PASSAGE PROVIDED >>
Sermon and Prayers


EQUIPPED FOR THE WORST

Psalm 138; Isaiah 6: 1-8; Luke 5: 1-11


I want to start with a text and a newspaper headline. The text is in Psalm 138, and verse 7. "Though I walk in the midst of trouble, you preserve me." The newspaper headline is from THE AGE of January 7, the day I began drafting this. "Defiant to the end, the master captain goes out swinging." A propos the latter, TV personality Mikey Robins had a quirky feature in the same day's 'A3' (the tabloid-sized part of the AGE) canvassing the idea of sainthood for Steve Waugh! That can wait for another day.

Meanwhile, would you note the rough similarity between the text and the headline. I've no idea where Mr Waugh stands in respect to what we celebrate here, but in each case we're talking about someone who comes up well despite the odds. And that is what it's all about this morning. How is it that the psalmist can say "Though I walk in the midst of trouble, you preserve me"? I suggest there are three things going on here with the psalmist.

I

First, he has a no-nonsense view of the world. He knows that life is a mix of advance and retreat, triumph and tragedy, victory and defeat, good experiences and bad, ups and downs, healings and hurts. He doesn't say "Where did all that bad stuff come from?' or "Why does this happen to a nice bloke like me?" or "How can I go on in the face of all this?" He accepts that trouble is part of life; that walking 'in the midst of trouble' will be everyone's experience. He's not clinging to irrational beliefs about how the world should be, or must be, if he's to stay aboard it. He knows the world is an untidy place, with plenty of 'ragged edges' as John Polkinghorne, renowned physicist and Anglican priest, puts it.

GOAL 1 >> Write out the part of the sermon above from "Meanwhile, would you" down to "with the psalmist.", with no changes.

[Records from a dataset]

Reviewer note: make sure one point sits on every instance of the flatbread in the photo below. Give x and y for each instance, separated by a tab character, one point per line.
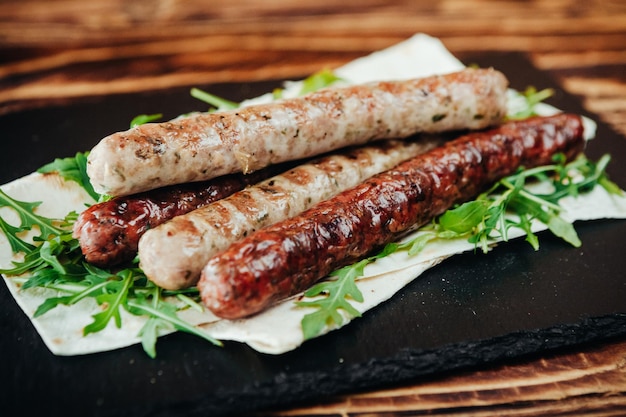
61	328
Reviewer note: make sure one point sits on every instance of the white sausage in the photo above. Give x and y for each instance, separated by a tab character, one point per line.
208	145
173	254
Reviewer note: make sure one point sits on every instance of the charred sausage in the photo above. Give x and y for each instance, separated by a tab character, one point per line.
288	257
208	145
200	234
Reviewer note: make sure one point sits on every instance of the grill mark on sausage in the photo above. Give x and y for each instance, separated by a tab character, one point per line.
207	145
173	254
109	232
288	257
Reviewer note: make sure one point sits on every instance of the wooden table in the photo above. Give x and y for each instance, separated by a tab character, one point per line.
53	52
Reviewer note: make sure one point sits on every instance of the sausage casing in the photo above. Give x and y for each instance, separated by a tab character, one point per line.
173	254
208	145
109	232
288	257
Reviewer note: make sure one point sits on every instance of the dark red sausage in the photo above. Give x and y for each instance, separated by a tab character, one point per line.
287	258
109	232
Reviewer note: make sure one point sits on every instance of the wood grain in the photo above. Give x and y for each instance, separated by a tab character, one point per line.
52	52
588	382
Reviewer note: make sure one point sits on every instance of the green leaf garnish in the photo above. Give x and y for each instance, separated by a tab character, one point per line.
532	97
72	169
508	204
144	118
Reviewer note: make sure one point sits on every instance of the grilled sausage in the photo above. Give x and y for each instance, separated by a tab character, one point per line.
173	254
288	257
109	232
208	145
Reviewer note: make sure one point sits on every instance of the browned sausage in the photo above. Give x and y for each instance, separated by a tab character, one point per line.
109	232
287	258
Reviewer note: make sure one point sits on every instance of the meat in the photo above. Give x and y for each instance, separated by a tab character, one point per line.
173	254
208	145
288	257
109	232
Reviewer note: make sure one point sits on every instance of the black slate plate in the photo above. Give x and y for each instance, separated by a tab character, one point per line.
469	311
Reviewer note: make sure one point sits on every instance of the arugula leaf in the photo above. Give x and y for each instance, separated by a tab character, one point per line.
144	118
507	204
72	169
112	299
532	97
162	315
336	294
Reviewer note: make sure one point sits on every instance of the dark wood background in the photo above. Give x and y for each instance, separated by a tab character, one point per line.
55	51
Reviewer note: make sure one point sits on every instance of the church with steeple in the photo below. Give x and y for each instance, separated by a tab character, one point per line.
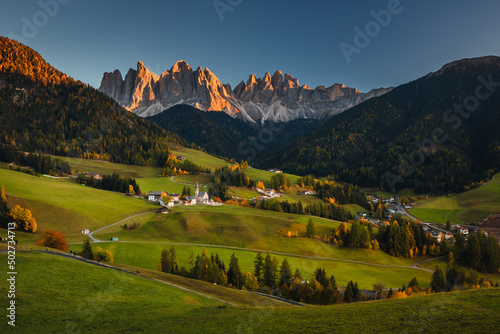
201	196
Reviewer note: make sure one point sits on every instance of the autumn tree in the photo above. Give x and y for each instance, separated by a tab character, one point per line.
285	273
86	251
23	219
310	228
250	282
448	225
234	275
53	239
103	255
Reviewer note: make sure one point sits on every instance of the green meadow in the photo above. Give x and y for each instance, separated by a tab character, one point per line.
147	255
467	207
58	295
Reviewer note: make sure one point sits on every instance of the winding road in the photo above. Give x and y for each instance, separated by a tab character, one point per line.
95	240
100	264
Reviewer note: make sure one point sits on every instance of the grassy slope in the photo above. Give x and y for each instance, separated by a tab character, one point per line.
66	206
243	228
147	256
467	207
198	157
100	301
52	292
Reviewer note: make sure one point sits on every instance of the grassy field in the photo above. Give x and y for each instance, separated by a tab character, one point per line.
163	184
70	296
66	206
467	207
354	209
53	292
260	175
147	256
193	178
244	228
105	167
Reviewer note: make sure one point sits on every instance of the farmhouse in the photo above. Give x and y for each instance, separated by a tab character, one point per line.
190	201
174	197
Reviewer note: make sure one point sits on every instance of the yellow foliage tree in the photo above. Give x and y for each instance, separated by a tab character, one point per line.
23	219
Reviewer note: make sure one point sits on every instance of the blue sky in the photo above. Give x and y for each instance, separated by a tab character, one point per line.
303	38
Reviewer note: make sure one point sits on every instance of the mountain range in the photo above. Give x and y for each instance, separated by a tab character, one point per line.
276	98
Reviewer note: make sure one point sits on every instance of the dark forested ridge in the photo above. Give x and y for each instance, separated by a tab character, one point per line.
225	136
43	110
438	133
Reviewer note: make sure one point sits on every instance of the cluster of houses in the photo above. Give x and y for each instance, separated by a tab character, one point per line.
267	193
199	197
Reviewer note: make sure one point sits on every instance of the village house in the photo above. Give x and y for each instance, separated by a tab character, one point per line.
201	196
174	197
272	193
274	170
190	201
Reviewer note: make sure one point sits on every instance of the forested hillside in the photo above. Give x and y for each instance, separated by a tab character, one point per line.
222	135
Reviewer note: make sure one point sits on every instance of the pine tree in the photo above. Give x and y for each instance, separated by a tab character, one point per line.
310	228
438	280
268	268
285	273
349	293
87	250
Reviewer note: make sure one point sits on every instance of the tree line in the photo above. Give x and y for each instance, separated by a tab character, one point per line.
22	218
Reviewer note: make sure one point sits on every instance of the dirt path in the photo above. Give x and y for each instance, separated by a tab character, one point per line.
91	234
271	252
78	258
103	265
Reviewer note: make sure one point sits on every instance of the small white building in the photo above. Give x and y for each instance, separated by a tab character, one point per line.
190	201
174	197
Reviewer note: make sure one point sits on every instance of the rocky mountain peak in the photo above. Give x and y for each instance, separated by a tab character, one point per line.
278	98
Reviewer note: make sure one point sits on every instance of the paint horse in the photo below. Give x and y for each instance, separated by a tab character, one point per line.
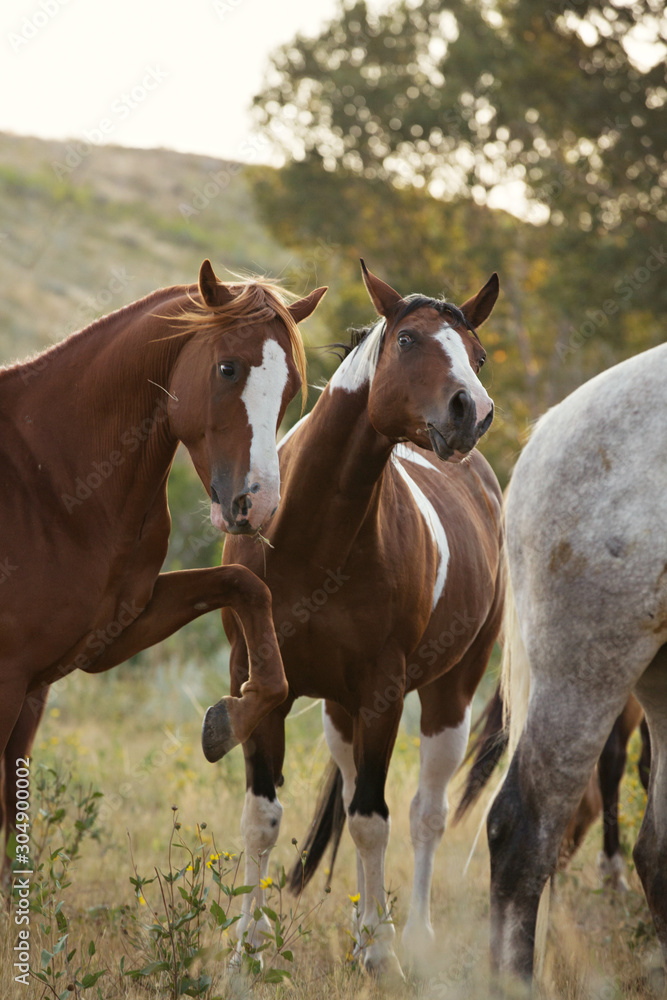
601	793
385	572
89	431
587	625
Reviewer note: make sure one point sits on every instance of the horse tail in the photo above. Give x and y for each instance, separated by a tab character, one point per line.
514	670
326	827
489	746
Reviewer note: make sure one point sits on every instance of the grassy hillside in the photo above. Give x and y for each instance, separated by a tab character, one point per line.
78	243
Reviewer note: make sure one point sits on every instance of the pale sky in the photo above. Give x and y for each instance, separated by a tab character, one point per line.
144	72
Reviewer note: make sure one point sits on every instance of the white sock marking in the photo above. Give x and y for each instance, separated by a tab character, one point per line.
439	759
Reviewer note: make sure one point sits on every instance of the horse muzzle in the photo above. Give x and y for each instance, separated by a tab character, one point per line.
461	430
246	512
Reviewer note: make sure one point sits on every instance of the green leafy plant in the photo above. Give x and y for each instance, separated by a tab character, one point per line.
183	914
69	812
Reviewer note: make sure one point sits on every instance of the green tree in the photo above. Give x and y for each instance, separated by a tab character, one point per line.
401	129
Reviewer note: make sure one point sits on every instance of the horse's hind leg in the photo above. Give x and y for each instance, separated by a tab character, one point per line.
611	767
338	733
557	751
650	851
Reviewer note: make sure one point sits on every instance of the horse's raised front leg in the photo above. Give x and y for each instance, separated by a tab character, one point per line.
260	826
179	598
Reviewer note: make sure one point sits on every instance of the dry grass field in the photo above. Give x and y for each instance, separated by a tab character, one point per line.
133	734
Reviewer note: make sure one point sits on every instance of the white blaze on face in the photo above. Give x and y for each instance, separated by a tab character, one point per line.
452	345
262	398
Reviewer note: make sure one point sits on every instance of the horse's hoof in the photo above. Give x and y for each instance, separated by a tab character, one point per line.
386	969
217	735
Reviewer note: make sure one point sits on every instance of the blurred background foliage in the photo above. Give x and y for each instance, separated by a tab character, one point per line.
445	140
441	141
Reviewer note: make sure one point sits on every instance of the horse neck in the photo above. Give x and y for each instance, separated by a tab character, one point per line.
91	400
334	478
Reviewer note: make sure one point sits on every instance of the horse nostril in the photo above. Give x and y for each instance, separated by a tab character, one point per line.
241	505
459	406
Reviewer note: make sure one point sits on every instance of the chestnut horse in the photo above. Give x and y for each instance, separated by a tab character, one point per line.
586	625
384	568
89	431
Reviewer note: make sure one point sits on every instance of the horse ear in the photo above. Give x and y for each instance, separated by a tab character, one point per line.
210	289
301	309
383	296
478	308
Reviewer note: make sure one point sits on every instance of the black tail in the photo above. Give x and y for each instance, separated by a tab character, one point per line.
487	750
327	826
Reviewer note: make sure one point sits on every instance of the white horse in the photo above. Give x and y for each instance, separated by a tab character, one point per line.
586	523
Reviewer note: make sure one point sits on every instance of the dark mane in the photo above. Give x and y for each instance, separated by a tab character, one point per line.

GOAL 2 >> Gather each line in the listing that contains the word "forested".

PROBLEM SOLUTION 1 >>
Meanwhile, would you note the rough similarity between the text and the headline. I've no idea where Mr Waugh stands in respect to what we celebrate here, but in each case we're talking about someone who comes up well despite the odds. And that is what it's all about this morning. How is it that the psalmist can say "Though I walk in the midst of trouble, you preserve me"? I suggest there are three things going on here with the psalmist.

PROBLEM SOLUTION 2 >>
Reviewer note: make sure one point sits on every instance of the dark forested ridge in the photo above. Give x and y for each instance, separated by a tab character, one point per line.
Reviewer note: make sure one point sits on every instance of the forested hillside in the photo above. Give x and y for each instance, separated by a tab character, one point per line.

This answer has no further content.